WHAT YOU HAVE TO DO -
Could you output each of the records below word for word, keeping every line unchanged?
+--
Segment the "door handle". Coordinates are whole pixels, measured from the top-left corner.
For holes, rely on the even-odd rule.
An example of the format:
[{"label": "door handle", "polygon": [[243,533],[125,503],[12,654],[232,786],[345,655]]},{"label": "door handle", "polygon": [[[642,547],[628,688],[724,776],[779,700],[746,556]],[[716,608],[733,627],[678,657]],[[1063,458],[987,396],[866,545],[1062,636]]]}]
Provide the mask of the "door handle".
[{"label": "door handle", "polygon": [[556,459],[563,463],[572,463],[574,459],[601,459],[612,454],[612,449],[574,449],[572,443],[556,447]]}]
+--
THE RESPONSE -
Segment the "door handle". Coordinates are whole pixels, measured from the top-left corner.
For holes, rely on the even-odd rule.
An example of the format:
[{"label": "door handle", "polygon": [[243,533],[125,503],[12,654],[232,786],[345,655]]},{"label": "door handle", "polygon": [[[642,547],[628,688],[724,776],[779,700],[746,556]],[[716,608],[733,627],[678,657]],[[1063,458],[987,396],[866,545],[1062,636]]]}]
Provide the mask of the "door handle".
[{"label": "door handle", "polygon": [[556,459],[563,463],[572,463],[574,459],[601,459],[612,454],[612,449],[574,449],[572,443],[556,447]]}]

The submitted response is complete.